=== Written instruction ===
Can you give these rows again with every "innermost" swapped for "central" and nothing else changed?

--- Begin ---

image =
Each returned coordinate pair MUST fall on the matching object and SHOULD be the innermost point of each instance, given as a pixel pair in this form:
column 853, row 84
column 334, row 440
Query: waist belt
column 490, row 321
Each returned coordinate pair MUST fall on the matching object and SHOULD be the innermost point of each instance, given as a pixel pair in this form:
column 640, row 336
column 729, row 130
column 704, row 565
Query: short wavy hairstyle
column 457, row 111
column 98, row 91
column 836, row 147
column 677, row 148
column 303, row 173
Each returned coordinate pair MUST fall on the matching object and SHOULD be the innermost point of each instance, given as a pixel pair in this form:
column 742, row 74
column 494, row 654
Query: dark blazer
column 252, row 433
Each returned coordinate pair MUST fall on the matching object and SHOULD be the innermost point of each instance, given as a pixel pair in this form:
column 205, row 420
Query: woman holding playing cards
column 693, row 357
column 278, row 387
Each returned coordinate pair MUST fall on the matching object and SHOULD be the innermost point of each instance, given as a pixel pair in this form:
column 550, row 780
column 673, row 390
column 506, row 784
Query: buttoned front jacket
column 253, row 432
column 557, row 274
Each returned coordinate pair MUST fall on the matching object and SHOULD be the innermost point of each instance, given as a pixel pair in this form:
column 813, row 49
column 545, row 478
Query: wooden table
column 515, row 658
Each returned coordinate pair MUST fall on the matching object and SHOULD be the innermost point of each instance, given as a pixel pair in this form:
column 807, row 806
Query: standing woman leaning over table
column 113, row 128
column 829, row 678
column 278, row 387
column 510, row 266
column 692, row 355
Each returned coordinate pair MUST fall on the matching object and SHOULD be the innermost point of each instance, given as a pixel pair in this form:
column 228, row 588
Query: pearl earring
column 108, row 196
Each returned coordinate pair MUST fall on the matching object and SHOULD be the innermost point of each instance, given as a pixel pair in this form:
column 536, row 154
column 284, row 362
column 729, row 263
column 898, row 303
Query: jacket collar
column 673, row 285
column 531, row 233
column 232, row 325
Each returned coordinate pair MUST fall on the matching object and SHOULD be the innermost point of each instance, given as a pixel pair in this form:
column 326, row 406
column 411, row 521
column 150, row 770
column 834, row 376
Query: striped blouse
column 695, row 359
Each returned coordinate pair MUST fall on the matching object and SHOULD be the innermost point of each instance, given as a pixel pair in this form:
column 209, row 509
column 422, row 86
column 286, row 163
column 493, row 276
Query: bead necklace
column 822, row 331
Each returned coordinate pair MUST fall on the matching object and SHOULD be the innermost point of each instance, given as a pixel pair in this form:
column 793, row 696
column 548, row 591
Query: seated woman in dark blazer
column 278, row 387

--- End ---

=== Response to this exercise ===
image =
Each returned coordinate pair MUST fall on the matching object and SHOULD be the central point of each instance, given as a pixel pair in this form:
column 853, row 84
column 334, row 440
Query: waist belt
column 490, row 321
Each returned coordinate pair MUST fall on the matching object and SHOULD be the central point of each instance, given as a pixel pair in this form:
column 640, row 336
column 729, row 130
column 704, row 565
Query: short wavy hairstyle
column 457, row 111
column 98, row 91
column 836, row 147
column 677, row 148
column 303, row 173
Each returned coordinate pair MUST fall on the matching object and SHOULD be the central point of each instance, given as a pixel pair in this form:
column 742, row 74
column 494, row 654
Query: dark blazer
column 252, row 433
Each returned coordinate pair MUST fall on the matching object and SHOULD be the central point of each instance, given as a pixel pair in this form:
column 205, row 420
Query: woman holding playing cards
column 693, row 357
column 278, row 387
Each returned coordinate pair MUST fall on the matching object and SHOULD be the central point of each instance, given as a pixel pair in this form:
column 550, row 780
column 673, row 390
column 506, row 784
Query: buttoned front jacket
column 253, row 432
column 557, row 274
Each returned coordinate pair MUST fall on the matching object and SHOULD be the central point of each instance, given as a pixel pair in this form:
column 813, row 49
column 545, row 478
Query: wooden table
column 515, row 658
Each returned coordinate pair MUST fall on the matching object and SHOULD be the central point of each instance, given as a pixel pair in this form:
column 807, row 806
Query: standing woman leaning over table
column 113, row 128
column 829, row 678
column 278, row 387
column 510, row 266
column 692, row 355
Each returned coordinate pair MUST fall on the matching object and SHOULD be the central point of each instance, given as a pixel pair in this form:
column 228, row 588
Query: pearl earring
column 108, row 196
Each returned coordinate pair MUST fall on the matching object and SHOULD be the central point of each instance, given as a pixel pair in this form:
column 536, row 154
column 284, row 362
column 729, row 263
column 898, row 303
Query: jacket collar
column 673, row 285
column 531, row 233
column 232, row 325
Each returned coordinate pair MUST fall on the matching object and SHOULD be the central point of each instance, given as a pixel pair in this form:
column 326, row 406
column 411, row 521
column 150, row 770
column 834, row 376
Query: striped blouse
column 695, row 359
Each returned coordinate pair MUST fall on the matching object and SHOULD be the central point of each instance, given as a pixel pair in this form:
column 209, row 509
column 422, row 86
column 286, row 163
column 493, row 276
Query: bead necklace
column 822, row 331
Each returned coordinate pair MUST fall on the matching object and SHOULD be the central point of each instance, given as a pixel pair in this form:
column 793, row 696
column 548, row 591
Query: seated woman in dark blazer
column 278, row 387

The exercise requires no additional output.